# Skipjack



## billyb (Aug 22, 2012)

I have been trying to find a source for skipjack since last year. A man who owns a bait store in the area called me today and said that he would have some for sale in March at $5 a pound. Is that price a little high or is that the going rate? Since they are so hard to find maybe it is fair.

He said that he buys several hundred pounds of skipjack a week and that usually is gone in about 3 days. He also has salted shad for $3 a pound. I have never used either of these baits, but have heard that they are some of the best for catfish.


----------



## c_stowers (Jan 10, 2012)

I'm not sure about the pricing in Pensacola, but $5/lb is pretty good here in Indiana. I would think ~5 lbs should last you a summer. I typically only use 2-3 fillets (<1/2 lb) per trip.


----------



## Try'n Hard (Oct 23, 2008)

Freshwater skipjack herring right?
Not ladyfish?


----------



## billyb (Aug 22, 2012)

Freshwater from TN I think.


----------



## CatHunter (Dec 31, 2008)

I get them for 1.25 each. Some are over a pound


----------



## billyb (Aug 22, 2012)

Cathunter I have asked you where you get them for that price and you have never told so I am still looking for a source. The man that called me said that he paid $3 a pound for them and after packaging them and freezing them he had to get at least $5 a pound. He said the first order he will get in March will be 5 to 7 inches long so I doubt they will weigh a pound each. He said as the water warms they will grow and he will eventually get some about 10 to 12 inches long which may weigh a pound. I only want about 25 pounds just to try. They might not be any better than the river roaches that I already use.


----------



## CatHunter (Dec 31, 2008)

billyb said:


> Cathunter I have asked you where you get them for that price and you have never told so I am still looking for a source. The man that called me said that he paid $3 a pound for them and after packaging them and freezing them he had to get at least $5 a pound. He said the first order he will get in March will be 5 to 7 inches long so I doubt they will weigh a pound each. He said as the water warms they will grow and he will eventually get some about 10 to 12 inches long which may weigh a pound. I only want about 25 pounds just to try. They might not be any better than the river roaches that I already use.


My guy brings them down for me from Tennessee vacuum sealed. He usually brings me 150 or so. To me they don't work much better than fresh gizzard shad


----------



## billyb (Aug 22, 2012)

### TASKS TO CARRY OUT
a) In the skipjack thread, what price per pound does the bait store owner charge for salted shad?
b) Please copy the passage from the skipjack thread word for word, starting at "He said that" and ending at "(Jan 10, 2012)".
The material after this point isn't needed.

### DATA BLOCK
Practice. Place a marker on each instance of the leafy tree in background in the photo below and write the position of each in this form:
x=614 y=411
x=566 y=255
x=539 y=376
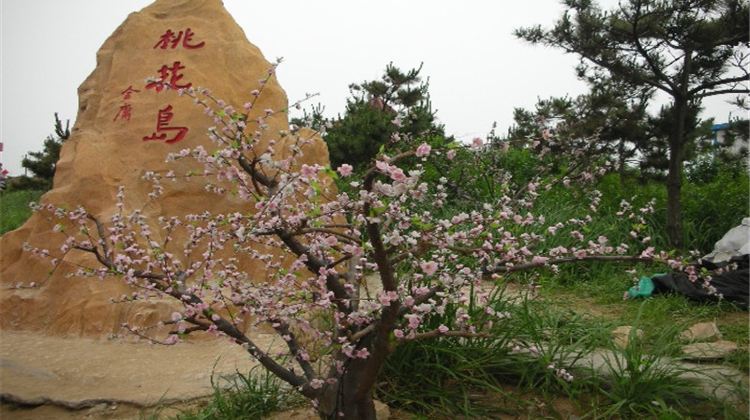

### EXPECTED RESULTS
a) $3 a pound.

b)
He said that he buys several hundred pounds of skipjack a week and that usually is gone in about 3 days. He also has salted shad for $3 a pound. I have never used either of these baits, but have heard that they are some of the best for catfish.


----------



## c_stowers (Jan 10, 2012)